**Required actions:**
- 1) Answer these questions about the passage on the disputed lease, each drawn from a different part of it:
(a) How long is the definite tenancy the instrument provides for, and how many additional years does its privilege allow?
(b) In producing crops, who is to furnish all labor?
(c) What portion of the crop raised and sold by Wyllie is claimed to belong to respondent?
- 2) Print the lines of the records exactly, starting at the line that contains "Could you mark the region of every instance of the woman's" and ending at the end of the records.

**Selected passage:**

>> BEGIN

The proposition to which counsel have devoted much attention is whether the instrument in question is in legal effect a lease of lands or a cropping lease or copartnership agreement, or established a relation of tenants in common. It is labeled “lease.” The first expression found with reference to the relations of the parties is that “the party of the first part agrees to lease,” etc. It provides for a definite period of three years’ tenancy with a privilege of two additional years. In its recitals the term “lessee” appears once. It contains a forfeiture clause, and provides that “the ranch shall be run on a 50 per cent basis to each party.” In the production of crops all labor is to be furnished by said Wyllie. It contains a number of covenants to be performed by both parties.

It is the claim of respondent that the instrument in question is a cropping agreement and does not create the relation of landlord and tenant, but conceding it to be a lease, nevertheless, the parties thereunder were tenants in common as to the particular crop raised and sold by said Wyllie, one-half of which is claimed to be the property of respondent.

>> END

**Data section:**

>> BEGIN

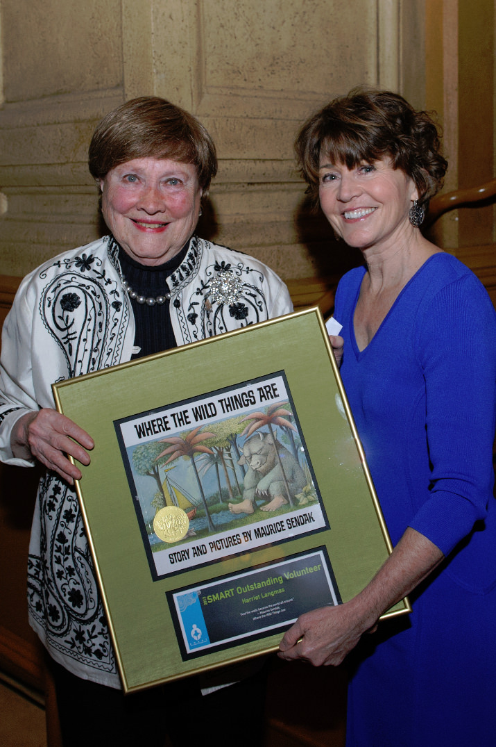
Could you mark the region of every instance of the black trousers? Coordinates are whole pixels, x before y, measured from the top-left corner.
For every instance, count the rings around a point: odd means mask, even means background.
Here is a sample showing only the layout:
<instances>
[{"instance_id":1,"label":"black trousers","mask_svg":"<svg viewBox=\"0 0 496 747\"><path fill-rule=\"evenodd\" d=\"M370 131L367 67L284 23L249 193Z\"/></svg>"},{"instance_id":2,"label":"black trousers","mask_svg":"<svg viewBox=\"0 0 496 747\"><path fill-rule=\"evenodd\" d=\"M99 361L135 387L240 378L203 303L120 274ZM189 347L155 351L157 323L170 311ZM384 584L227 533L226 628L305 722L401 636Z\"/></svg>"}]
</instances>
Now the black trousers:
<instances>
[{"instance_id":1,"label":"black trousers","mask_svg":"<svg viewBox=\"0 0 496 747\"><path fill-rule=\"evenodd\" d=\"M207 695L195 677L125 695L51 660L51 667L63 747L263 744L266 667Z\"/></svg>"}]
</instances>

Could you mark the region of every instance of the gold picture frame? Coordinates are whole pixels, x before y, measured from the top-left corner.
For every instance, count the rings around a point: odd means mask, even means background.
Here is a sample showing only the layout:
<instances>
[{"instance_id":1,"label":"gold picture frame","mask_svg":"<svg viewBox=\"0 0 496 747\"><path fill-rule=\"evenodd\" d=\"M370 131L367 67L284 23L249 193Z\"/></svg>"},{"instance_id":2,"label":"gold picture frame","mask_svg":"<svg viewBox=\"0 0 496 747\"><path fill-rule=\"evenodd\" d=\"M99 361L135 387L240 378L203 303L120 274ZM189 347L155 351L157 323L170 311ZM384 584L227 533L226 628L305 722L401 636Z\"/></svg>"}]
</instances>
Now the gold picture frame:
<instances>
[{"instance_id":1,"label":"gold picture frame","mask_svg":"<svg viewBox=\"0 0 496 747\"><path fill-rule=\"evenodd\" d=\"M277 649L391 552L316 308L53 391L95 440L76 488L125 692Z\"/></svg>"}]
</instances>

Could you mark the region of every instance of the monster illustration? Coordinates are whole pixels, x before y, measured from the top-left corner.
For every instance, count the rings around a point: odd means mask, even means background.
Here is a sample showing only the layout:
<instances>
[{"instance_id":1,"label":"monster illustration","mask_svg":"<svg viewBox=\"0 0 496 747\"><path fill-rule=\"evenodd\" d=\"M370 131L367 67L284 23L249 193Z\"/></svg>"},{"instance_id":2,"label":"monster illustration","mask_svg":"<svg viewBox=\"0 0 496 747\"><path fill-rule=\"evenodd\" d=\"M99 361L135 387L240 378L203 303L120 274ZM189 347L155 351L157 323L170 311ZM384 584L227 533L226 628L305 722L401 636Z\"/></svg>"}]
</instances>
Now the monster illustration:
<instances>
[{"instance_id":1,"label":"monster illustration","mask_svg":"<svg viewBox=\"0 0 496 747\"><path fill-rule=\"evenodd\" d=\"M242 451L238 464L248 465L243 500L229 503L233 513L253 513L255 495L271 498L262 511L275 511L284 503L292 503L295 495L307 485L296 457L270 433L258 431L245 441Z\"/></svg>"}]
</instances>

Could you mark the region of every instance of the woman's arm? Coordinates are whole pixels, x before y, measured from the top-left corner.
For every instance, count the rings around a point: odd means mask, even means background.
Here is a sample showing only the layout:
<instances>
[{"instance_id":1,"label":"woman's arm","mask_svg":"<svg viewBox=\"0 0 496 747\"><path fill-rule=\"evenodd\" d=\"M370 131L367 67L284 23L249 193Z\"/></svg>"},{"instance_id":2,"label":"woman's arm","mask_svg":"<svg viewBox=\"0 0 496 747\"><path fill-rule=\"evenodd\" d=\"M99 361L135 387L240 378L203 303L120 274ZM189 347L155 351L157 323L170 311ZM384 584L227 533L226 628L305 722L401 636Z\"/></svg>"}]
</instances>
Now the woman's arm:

>> END

**Completed exercise:**
- 1)
(a) Three years, with a privilege of two additional years.
(b) Wyllie.
(c) One-half.

- 2)
Could you mark the region of every instance of the woman's arm? Coordinates are whole pixels, x before y, measured from the top-left corner.
For every instance, count the rings around a point: odd means mask, even means background.
Here is a sample showing only the layout:
<instances>
[{"instance_id":1,"label":"woman's arm","mask_svg":"<svg viewBox=\"0 0 496 747\"><path fill-rule=\"evenodd\" d=\"M370 131L367 67L284 23L249 193Z\"/></svg>"},{"instance_id":2,"label":"woman's arm","mask_svg":"<svg viewBox=\"0 0 496 747\"><path fill-rule=\"evenodd\" d=\"M99 361L135 387L240 378L203 303L120 274ZM189 347L155 351L157 323L170 311ZM384 584L227 533L226 628L305 722L401 636Z\"/></svg>"}]
</instances>
Now the woman's arm:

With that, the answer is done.